**Sayfa metni**
************

Bu yazıda, ülkenin belli başlı siyasi odaklarının RP’yi nasıl eleştirdiklerini eleştirel bir açıdan değerlendirmek istiyorum:

DYP’NİN TAVRI: TELAŞ

DYP’nin RP eleştirisi büyük bir telaşın ürünü ve bu telaşın izlerini derinden taşıyor. Bu telaşın önemli nedenlerinden biri DYP’nin oy deposu olarak algılanan Anadolu’da RP’nin yükselme ihtimali. 1991 seçimleri öncesi verdiği vaatlerin neredeyse hiçbirini yerine getirmeyen DYP’nin Anadolu örgütlenmesinde dinamizm sıfıra yakın bir noktada seyrediyor. Birçok örgüt klik çekişmeleri nedeniyle birbirine girmiş durumda, belediye başkan adayları seçmene statükonun devamından başka bir şey sunamıyorlar.

************

**Alıştırma verileri**
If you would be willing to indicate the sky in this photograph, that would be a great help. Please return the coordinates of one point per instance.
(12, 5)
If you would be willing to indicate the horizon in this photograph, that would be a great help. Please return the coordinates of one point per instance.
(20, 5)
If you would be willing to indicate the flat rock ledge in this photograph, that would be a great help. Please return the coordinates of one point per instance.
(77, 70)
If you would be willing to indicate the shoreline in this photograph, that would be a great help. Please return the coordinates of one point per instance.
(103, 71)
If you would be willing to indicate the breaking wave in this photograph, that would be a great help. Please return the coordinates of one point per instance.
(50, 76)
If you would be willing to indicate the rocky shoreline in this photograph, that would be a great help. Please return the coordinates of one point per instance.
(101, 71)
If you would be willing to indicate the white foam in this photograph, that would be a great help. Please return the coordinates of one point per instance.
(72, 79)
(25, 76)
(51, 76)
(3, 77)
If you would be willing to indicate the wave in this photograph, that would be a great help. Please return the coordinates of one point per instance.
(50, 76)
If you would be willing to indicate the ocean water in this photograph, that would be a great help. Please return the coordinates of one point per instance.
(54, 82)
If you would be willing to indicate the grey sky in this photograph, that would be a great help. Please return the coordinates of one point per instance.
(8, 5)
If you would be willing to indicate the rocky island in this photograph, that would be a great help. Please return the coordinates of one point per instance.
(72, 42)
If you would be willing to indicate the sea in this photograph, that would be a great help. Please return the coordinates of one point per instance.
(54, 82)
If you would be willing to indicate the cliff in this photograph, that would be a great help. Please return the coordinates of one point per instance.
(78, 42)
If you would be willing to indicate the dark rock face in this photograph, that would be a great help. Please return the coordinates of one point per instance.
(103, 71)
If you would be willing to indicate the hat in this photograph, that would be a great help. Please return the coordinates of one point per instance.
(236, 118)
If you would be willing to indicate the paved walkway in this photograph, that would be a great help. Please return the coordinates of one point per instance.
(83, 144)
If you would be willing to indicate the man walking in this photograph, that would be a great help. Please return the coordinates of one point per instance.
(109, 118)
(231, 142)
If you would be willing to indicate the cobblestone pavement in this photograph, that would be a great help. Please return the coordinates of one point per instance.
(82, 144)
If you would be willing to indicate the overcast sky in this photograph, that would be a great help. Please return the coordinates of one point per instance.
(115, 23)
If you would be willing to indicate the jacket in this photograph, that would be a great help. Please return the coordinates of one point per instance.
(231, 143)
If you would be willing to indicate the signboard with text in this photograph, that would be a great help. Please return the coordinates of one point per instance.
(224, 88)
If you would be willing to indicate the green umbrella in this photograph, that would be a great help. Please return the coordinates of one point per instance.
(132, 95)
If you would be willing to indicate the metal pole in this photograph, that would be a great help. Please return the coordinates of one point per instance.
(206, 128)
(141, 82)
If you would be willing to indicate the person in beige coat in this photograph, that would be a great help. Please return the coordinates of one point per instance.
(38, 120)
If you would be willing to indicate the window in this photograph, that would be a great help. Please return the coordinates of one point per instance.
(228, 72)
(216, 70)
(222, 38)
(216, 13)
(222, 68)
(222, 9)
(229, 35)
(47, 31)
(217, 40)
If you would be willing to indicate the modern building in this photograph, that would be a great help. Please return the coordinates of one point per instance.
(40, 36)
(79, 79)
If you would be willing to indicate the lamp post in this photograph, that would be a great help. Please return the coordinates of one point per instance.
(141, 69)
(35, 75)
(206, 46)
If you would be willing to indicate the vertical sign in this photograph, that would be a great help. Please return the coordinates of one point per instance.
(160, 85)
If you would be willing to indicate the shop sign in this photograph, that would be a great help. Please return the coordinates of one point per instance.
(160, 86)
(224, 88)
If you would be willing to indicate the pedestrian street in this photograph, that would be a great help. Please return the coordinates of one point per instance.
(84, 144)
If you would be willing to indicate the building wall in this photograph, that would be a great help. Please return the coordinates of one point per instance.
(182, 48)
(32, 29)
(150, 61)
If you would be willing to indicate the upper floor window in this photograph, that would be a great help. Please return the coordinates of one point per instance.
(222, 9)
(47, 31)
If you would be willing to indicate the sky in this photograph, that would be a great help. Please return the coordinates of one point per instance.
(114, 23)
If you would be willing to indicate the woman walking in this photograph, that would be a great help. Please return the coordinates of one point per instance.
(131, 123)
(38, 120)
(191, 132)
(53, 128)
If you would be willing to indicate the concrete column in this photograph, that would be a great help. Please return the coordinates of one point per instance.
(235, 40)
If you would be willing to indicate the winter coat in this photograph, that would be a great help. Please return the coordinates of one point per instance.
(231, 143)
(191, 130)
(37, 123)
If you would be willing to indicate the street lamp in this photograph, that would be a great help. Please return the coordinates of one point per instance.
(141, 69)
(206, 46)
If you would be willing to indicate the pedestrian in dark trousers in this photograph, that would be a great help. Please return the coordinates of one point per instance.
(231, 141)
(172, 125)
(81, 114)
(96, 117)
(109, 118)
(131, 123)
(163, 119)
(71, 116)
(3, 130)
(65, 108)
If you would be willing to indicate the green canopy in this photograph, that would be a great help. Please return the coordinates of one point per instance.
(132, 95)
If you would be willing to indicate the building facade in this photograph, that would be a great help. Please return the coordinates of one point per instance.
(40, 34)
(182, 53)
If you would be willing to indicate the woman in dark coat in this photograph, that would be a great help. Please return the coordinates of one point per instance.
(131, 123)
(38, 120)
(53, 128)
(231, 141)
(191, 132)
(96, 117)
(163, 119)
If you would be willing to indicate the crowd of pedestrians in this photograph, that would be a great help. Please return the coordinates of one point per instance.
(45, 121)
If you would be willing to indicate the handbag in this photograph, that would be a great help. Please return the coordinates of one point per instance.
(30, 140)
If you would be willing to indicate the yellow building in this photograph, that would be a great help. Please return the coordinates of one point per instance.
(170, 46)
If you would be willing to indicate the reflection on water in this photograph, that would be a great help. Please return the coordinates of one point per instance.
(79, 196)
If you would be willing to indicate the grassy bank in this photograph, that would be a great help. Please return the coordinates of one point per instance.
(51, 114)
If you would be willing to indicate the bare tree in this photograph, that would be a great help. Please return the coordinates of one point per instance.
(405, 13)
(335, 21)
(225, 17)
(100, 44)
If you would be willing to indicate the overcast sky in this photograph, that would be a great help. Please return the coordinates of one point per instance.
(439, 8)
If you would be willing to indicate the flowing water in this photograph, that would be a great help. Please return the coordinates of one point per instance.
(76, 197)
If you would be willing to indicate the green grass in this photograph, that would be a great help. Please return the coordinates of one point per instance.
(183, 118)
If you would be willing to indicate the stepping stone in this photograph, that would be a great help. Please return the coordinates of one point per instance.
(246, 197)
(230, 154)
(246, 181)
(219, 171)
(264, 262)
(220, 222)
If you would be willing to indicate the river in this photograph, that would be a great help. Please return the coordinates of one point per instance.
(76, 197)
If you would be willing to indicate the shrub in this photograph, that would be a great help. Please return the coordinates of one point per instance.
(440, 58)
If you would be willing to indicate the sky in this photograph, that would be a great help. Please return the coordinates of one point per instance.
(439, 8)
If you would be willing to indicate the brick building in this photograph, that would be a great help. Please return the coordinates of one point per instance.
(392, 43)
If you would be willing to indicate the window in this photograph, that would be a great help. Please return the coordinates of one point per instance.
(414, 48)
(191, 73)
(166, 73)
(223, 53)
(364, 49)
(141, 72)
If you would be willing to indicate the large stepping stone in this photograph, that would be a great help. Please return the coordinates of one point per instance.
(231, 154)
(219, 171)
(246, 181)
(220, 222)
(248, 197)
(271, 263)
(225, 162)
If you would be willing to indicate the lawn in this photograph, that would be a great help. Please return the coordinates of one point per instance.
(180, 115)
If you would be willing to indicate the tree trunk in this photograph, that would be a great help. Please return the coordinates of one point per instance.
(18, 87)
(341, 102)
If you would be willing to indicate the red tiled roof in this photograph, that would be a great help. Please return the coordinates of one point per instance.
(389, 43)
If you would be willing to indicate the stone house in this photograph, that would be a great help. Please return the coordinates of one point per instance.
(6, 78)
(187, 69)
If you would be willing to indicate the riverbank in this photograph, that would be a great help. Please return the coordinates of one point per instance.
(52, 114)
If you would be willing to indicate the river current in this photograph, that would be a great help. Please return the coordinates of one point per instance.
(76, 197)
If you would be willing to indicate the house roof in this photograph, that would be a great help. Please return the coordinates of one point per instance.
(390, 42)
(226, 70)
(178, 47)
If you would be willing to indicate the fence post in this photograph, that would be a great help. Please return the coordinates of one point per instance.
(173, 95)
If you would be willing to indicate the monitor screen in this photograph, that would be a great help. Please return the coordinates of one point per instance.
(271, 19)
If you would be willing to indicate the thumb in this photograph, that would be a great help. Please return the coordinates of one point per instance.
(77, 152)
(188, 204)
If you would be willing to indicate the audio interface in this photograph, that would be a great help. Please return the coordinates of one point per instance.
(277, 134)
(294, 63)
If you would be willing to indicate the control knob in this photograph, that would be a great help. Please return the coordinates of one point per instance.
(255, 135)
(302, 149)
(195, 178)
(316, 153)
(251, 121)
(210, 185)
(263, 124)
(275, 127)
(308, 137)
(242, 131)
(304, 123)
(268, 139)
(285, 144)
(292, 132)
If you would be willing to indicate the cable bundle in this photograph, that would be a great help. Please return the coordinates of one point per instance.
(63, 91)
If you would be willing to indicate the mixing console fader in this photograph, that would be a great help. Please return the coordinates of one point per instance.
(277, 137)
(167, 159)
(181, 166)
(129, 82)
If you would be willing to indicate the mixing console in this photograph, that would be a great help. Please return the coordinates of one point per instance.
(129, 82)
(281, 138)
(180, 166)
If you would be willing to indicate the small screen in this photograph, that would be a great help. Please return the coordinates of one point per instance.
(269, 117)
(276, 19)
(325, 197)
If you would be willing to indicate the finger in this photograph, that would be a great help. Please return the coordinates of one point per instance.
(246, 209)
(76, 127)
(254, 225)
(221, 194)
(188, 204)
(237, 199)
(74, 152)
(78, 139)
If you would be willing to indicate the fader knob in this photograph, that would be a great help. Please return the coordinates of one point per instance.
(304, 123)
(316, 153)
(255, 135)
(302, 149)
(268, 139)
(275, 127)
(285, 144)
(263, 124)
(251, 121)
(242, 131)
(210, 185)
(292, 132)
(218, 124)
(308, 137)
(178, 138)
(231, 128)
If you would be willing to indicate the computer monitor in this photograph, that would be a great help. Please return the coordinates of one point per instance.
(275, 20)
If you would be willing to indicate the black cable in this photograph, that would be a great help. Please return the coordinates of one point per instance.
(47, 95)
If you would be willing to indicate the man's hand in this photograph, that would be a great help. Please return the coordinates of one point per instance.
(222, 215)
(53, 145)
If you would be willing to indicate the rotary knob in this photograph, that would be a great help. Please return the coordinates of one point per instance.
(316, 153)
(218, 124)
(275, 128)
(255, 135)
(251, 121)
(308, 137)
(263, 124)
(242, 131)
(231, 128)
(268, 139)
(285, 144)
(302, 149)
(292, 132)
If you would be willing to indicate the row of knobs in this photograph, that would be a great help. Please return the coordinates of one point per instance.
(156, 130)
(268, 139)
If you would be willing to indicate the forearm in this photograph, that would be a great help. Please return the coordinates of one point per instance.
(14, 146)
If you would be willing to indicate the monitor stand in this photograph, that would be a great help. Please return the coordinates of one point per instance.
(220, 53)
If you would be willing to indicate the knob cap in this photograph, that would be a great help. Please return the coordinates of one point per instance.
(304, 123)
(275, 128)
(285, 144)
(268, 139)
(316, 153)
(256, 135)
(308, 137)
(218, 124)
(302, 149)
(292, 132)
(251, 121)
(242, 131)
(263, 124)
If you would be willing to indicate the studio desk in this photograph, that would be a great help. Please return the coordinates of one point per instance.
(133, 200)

************

**Yapılacak görevler**
1. RP eleştirileri üzerine yazıda "DYP’nin RP eleştirisi" ifadesinden "bir şey sunamıyorlar." ifadesine kadar uzanan kısmı harfi harfine yeniden yazın.
2. Kayıtlarda "dark" dizesini içeren bütün satırları ayıklayıp çıkarın. Büyük-küçük harf ayrımı dikkate alınır.

**Görev sonuçları**
1.
DYP’nin RP eleştirisi büyük bir telaşın ürünü ve bu telaşın izlerini derinden taşıyor. Bu telaşın önemli nedenlerinden biri DYP’nin oy deposu olarak algılanan Anadolu’da RP’nin yükselme ihtimali. 1991 seçimleri öncesi verdiği vaatlerin neredeyse hiçbirini yerine getirmeyen DYP’nin Anadolu örgütlenmesinde dinamizm sıfıra yakın bir noktada seyrediyor. Birçok örgüt klik çekişmeleri nedeniyle birbirine girmiş durumda, belediye başkan adayları seçmene statükonun devamından başka bir şey sunamıyorlar.

2.
If you would be willing to indicate the dark rock face in this photograph, that would be a great help. Please return the coordinates of one point per instance.
If you would be willing to indicate the pedestrian in dark trousers in this photograph, that would be a great help. Please return the coordinates of one point per instance.
If you would be willing to indicate the woman in dark coat in this photograph, that would be a great help. Please return the coordinates of one point per instance.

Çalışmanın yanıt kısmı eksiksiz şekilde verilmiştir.